**Work order**
Reproduce exactly the lines of the listing from the one containing "Where can you see the string" to its final line, both included.
:: Records for the exercise ::
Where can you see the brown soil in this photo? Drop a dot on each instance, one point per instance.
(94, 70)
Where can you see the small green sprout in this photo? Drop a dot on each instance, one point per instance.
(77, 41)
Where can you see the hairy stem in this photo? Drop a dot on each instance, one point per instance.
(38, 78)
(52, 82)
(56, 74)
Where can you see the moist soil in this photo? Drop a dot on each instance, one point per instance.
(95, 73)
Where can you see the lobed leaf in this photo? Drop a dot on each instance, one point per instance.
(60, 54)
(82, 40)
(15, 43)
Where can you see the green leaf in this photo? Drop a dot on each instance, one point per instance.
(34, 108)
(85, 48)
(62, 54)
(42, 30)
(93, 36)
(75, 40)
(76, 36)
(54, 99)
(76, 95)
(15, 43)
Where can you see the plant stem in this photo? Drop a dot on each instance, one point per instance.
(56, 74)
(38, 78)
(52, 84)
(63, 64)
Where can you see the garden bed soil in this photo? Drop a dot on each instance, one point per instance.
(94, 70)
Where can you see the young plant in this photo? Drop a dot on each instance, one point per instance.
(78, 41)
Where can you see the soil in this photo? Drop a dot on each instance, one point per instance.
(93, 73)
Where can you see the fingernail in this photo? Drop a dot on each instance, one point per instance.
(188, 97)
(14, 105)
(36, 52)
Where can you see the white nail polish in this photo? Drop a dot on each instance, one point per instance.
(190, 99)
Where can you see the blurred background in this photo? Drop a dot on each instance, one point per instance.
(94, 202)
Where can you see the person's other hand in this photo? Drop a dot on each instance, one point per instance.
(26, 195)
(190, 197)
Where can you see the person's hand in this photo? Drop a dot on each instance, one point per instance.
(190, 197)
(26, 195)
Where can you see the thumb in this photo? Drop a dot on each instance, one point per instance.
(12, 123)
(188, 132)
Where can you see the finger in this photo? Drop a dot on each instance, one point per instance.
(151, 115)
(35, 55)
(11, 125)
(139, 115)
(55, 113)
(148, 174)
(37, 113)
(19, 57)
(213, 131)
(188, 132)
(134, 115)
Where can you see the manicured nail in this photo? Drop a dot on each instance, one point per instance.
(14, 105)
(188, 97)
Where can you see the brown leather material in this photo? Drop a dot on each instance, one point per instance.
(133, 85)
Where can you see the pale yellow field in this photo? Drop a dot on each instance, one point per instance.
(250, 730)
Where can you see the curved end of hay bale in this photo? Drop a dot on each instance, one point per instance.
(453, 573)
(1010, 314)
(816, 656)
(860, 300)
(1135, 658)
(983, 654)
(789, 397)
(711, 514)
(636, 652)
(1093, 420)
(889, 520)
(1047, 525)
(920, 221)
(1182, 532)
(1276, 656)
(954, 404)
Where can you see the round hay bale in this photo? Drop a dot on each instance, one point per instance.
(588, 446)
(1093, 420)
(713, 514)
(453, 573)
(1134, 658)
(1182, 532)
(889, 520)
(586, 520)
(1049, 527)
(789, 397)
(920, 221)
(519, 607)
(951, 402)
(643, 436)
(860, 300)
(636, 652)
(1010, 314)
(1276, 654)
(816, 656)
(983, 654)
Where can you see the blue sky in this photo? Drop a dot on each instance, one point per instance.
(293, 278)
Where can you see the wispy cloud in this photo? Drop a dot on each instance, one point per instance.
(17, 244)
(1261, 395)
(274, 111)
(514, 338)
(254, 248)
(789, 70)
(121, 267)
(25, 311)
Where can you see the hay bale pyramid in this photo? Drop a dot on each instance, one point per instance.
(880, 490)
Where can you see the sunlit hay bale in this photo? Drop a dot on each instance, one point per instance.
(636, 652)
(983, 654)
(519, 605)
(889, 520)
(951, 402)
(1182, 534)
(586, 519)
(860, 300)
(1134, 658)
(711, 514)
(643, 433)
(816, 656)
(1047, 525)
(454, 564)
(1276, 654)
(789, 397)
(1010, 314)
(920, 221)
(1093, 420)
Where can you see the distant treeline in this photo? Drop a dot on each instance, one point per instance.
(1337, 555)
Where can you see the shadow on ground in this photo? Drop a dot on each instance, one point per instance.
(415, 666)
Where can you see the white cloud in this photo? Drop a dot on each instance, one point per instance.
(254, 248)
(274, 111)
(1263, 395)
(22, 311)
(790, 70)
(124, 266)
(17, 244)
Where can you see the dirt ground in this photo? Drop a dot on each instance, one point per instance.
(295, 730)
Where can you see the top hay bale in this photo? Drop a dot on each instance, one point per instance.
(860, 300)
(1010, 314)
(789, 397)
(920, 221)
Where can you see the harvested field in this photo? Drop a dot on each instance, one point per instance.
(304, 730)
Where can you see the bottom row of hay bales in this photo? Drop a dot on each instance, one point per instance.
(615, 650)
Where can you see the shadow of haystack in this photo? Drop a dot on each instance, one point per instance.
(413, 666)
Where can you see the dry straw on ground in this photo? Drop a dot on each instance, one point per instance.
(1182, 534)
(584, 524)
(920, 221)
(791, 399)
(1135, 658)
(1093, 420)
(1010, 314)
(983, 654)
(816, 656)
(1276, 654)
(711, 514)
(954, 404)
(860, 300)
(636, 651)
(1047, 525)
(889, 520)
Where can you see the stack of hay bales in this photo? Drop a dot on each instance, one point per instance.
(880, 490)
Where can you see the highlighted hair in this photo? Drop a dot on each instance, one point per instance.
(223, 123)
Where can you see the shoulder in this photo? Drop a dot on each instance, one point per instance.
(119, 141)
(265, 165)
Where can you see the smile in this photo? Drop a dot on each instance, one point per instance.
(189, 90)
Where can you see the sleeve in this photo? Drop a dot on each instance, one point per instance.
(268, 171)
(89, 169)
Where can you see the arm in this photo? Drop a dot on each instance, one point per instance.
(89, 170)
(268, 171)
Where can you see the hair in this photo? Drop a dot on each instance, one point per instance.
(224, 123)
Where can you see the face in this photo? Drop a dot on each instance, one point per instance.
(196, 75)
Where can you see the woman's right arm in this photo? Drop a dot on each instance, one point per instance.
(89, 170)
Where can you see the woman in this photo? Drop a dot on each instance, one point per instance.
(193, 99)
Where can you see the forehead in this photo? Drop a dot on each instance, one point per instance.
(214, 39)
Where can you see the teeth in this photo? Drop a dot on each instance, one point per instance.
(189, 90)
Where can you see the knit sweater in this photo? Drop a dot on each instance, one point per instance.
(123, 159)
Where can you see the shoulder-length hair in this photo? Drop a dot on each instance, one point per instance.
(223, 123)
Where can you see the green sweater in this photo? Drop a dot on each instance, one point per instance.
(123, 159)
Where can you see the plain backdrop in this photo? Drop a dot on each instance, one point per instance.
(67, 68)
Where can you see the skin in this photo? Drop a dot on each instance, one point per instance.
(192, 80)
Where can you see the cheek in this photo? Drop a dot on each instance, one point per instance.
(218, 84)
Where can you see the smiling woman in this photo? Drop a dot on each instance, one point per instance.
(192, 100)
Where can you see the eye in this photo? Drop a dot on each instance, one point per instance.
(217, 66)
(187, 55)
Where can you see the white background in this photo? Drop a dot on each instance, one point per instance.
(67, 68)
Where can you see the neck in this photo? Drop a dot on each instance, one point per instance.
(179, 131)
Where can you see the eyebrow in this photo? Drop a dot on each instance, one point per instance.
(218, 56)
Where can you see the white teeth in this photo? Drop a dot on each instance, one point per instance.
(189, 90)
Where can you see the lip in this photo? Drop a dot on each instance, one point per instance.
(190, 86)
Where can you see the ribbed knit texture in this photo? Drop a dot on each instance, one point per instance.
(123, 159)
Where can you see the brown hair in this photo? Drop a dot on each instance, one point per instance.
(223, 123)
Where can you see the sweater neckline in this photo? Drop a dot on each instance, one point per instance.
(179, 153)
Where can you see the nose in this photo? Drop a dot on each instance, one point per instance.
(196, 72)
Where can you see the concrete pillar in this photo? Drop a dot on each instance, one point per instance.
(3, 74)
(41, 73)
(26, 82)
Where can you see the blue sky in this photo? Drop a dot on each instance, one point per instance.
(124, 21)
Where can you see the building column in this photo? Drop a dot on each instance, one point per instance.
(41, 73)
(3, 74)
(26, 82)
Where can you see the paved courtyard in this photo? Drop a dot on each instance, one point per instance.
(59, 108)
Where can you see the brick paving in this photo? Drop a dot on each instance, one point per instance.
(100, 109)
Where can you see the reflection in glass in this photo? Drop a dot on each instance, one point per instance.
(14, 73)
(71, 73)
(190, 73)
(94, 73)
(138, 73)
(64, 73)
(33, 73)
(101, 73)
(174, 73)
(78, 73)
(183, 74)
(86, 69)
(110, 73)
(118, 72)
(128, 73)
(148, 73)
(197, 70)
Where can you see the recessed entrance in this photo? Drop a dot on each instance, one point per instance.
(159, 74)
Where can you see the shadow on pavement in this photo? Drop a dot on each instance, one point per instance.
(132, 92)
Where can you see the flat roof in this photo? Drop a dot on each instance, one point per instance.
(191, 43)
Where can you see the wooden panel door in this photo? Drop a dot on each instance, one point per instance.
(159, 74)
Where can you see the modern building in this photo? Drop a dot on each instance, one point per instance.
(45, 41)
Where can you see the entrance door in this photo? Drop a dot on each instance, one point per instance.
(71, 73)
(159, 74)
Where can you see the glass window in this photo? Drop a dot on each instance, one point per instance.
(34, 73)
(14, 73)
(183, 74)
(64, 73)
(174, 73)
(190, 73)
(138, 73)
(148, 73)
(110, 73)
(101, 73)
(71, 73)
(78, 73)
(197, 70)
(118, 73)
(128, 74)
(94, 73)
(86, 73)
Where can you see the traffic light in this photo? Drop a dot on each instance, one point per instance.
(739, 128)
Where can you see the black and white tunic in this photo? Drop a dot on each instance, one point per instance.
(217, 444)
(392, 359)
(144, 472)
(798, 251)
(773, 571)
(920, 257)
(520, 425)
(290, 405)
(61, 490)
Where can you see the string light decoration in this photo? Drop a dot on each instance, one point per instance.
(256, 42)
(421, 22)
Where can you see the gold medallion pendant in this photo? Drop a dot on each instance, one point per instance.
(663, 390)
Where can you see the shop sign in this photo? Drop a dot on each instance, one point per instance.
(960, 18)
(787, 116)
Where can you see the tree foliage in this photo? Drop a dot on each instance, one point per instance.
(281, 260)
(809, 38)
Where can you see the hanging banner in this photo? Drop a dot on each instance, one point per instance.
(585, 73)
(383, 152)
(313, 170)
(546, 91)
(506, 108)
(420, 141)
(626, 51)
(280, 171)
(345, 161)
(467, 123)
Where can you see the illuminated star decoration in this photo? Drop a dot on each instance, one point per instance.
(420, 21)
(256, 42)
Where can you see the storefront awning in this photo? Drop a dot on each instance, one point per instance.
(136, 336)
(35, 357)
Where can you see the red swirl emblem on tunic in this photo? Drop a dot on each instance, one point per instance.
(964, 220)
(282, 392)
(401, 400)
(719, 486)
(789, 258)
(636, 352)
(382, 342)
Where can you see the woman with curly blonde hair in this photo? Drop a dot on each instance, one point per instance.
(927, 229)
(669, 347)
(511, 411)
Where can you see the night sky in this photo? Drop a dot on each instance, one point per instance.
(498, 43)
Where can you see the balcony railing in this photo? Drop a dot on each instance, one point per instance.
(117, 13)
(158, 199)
:::
**Exercise response**
Where can you see the string light decoration in this photo? Drop a dot on each instance, one point per instance.
(256, 42)
(421, 22)
Where can you see the gold medallion pendant in this photo? Drop a dot on each instance, one point per instance.
(663, 390)
Where can you see the shop sign in this photo? Drop a dot on each instance, one point per instance.
(960, 18)
(787, 116)
Where can you see the tree foliage in this photo? Drop a dot on each instance, one point per instance.
(281, 260)
(809, 38)
Where can you see the hanging banner in this photo? Drop a dot on each instance, one point per instance.
(585, 73)
(383, 152)
(313, 170)
(546, 91)
(506, 108)
(420, 141)
(626, 51)
(280, 171)
(345, 161)
(467, 123)
Where can you see the illuminated star decoration in this photo? Drop a dot on each instance, one point per instance.
(420, 21)
(256, 42)
Where can you see the storefront awning in this photo? Drop a dot on each instance, one point per instance.
(136, 336)
(35, 357)
Where can you see the red swirl emblem on tunic in this photo? Drop a dot on each instance, one point per instance.
(964, 220)
(282, 392)
(401, 400)
(719, 486)
(789, 258)
(636, 352)
(382, 342)
Where can you see the woman with curly blonde hair in this photo? Drop a dot on each instance, one point per instance.
(927, 229)
(669, 347)
(511, 411)
Where can you see the night sky in this photo? Drop a dot on each instance, one point per instance.
(498, 43)
Where can you see the balcony railing in this photo? Drop a dot on each instance, one point per instance.
(117, 13)
(158, 199)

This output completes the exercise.